11 Shrinkage Estimation

PDF version

Shrinkage estimation is a highly valuable technique in the context of high-dimensional regression analysis. It allows for the estimation of regression models with more regressors than observations.

11.1 Mean squared error

The key measure of estimation accuracy is the mean squared error (MSE). The MSE of an estimator \widehat \theta for a parameter \theta is mse(\widehat \theta) = E[(\widehat \theta - \theta)^2]. The MSE can be decomposed into the variance plus squared bias: mse(\widehat \theta) = \underbrace{E[(\widehat \theta - E[\widehat \theta])^2]}_{= Var[\widehat \theta]} + \underbrace{(E[\widehat \theta] - \theta)^2}_{= bias(\widehat \theta)^2}

Proof

Proof. Subtracting and adding E[\widehat \theta] gives \begin{align*} &(\widehat \theta - \theta)^2 = (\widehat \theta - E[\widehat \theta] + E[\widehat \theta] - \theta)^2 \\ &= (\widehat \theta - E[\widehat \theta])^2 + 2(\widehat \theta - E[\widehat \theta])(\underbrace{E[\widehat \theta] - \theta}_{bias(\widehat \theta)}) + \underbrace{(E[\widehat \theta] - \theta)^2}_{=bias(\widehat \theta)^2}. \end{align*} The middle term is zero after taking the expectation: \begin{align*} E[(\widehat \theta - \theta)^2] = \underbrace{E[(\widehat \theta - E[\widehat \theta])^2]}_{=Var[\widehat \theta]} + 2 \underbrace{E[\widehat \theta - E[\widehat \theta]]}_{=0} bias(\widehat \theta) + bias(\widehat \theta)^2. \end{align*} \square

For instance, consider an i.i.d. sample X_1, \ldots, X_n with population mean E[X_i] = \mu and variance Var[X_i] = \sigma^2. Let’s study the sample mean \widehat \mu = \frac{1}{n} \sum_{i=1}^n X_i as an estimator of \mu. You will find that E[\widehat \mu] = \mu, \quad Var[\widehat \mu] = \frac{\sigma^2}{n}.

Proof

Proof. By the linearity of the expectation, we have E[\widehat \mu] = \frac{1}{n}\sum_{i=1}^n \underbrace{E[X_i]}_{\mu} = \mu. The independence of X_1, \ldots, X_n implies Var[\widehat \mu] = \frac{1}{n^2} Var\bigg[\sum_{i=1}^n X_i\bigg] = \frac{1}{n^2} \sum_{i=1}^n Var[X_i] = \frac{\sigma^2}{n} \square

The sample mean is unbiased for \mu, i.e., bias(\widehat \mu) = E[\widehat \mu] - \mu = 0. The MSE equals its variance: mse(\widehat \mu) = \frac{\sigma^2}{n}.

The sample mean is the best unbiased estimator for the population mean in the MSE sense, but there exists estimators with a lower MSE if we allow for a small bias.

11.2 A simple shrinkage estimator

Let us shrink our sample mean a bit towards 0 and define the alternative estimator \widetilde \mu = (1-w)\widehat \mu, \quad w \in [0,1]. Setting the shrinkage weight to w = 0 gives \widetilde \mu = \widehat \mu (no shrinkage) and w = 1 gives \widetilde \mu = 0 (full shrinkage). Our shrinkage estimator has the bias bias(\widetilde \mu) = E[(1-w)\widehat \mu] - \mu = (1-w)\underbrace{E[\widehat \mu]}_{= \mu} - \mu = -w\mu. The variance is Var[\widetilde \mu] = Var[(1-w)\widehat \mu] = (1-w)^2Var[\widehat \mu] = (1-w)^2 \frac{\sigma^2}{n}, and the MSE is mse(\widetilde \mu) = Var[\widetilde \mu] + bias(\widetilde \mu)^2 = (1-w)^2 \frac{\sigma^2}{n} + w^2 \mu^2.

- Dataset content -
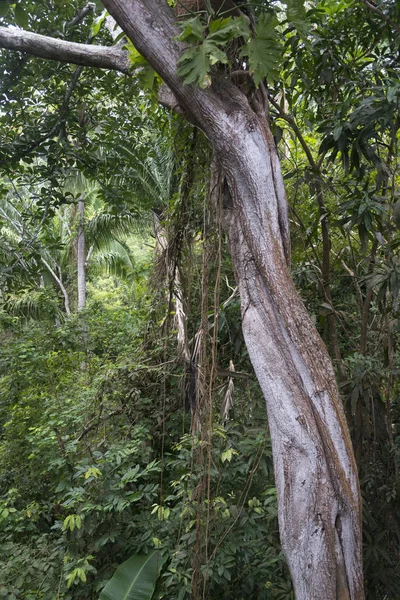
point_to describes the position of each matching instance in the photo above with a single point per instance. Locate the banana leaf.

- Set task -
Reproduce verbatim everything from "Shrinkage estimation is" down to "regressors than observations." in the shrinkage estimation text above.

- Correct output -
Shrinkage estimation is a highly valuable technique in the context of high-dimensional regression analysis. It allows for the estimation of regression models with more regressors than observations.